- **EXERCISE OBJECTIVE**
Give back all of the data, word for word.
PROVIDED DATA below:
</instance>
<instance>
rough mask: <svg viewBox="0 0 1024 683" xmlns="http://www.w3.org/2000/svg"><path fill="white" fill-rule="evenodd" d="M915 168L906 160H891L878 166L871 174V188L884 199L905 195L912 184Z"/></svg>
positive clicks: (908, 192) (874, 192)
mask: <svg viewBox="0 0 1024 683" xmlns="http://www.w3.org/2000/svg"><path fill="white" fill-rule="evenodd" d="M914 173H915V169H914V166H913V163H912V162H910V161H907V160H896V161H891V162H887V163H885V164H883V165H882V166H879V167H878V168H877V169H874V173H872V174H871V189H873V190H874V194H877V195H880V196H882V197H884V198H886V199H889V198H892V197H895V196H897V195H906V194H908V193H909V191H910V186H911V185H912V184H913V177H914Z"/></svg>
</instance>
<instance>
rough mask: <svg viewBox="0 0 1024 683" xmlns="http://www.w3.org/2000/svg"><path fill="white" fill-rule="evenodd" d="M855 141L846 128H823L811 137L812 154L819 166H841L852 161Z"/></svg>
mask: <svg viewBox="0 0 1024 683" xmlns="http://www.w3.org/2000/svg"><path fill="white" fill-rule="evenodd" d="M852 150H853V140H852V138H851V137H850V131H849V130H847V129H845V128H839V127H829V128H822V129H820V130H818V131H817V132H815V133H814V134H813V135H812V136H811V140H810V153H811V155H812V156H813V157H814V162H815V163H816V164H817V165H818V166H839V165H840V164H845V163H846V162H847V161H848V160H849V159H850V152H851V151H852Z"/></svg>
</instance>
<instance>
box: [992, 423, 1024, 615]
End of PROVIDED DATA.
- **ANSWER TO THIS TASK**
</instance>
<instance>
rough mask: <svg viewBox="0 0 1024 683" xmlns="http://www.w3.org/2000/svg"><path fill="white" fill-rule="evenodd" d="M915 168L906 160H891L878 166L871 174V188L884 199L905 195L912 184Z"/></svg>
positive clicks: (908, 192) (874, 192)
mask: <svg viewBox="0 0 1024 683" xmlns="http://www.w3.org/2000/svg"><path fill="white" fill-rule="evenodd" d="M914 173H915V169H914V166H913V163H912V162H910V161H907V160H896V161H891V162H887V163H885V164H883V165H882V166H879V167H878V168H877V169H874V173H872V174H871V189H873V190H874V194H877V195H880V196H882V197H884V198H886V199H889V198H892V197H895V196H897V195H906V194H908V193H909V191H910V186H911V185H912V184H913V177H914Z"/></svg>
</instance>
<instance>
rough mask: <svg viewBox="0 0 1024 683" xmlns="http://www.w3.org/2000/svg"><path fill="white" fill-rule="evenodd" d="M855 141L846 128H823L811 137L812 154L819 166H841L852 161Z"/></svg>
mask: <svg viewBox="0 0 1024 683" xmlns="http://www.w3.org/2000/svg"><path fill="white" fill-rule="evenodd" d="M852 150H853V140H852V138H851V137H850V131H849V130H847V129H845V128H839V127H829V128H822V129H820V130H818V131H817V132H815V133H814V134H813V135H812V136H811V140H810V153H811V155H812V156H813V157H814V162H815V163H816V164H817V165H818V166H839V165H840V164H845V163H846V162H847V161H848V160H849V159H850V152H851V151H852Z"/></svg>
</instance>
<instance>
box: [992, 423, 1024, 615]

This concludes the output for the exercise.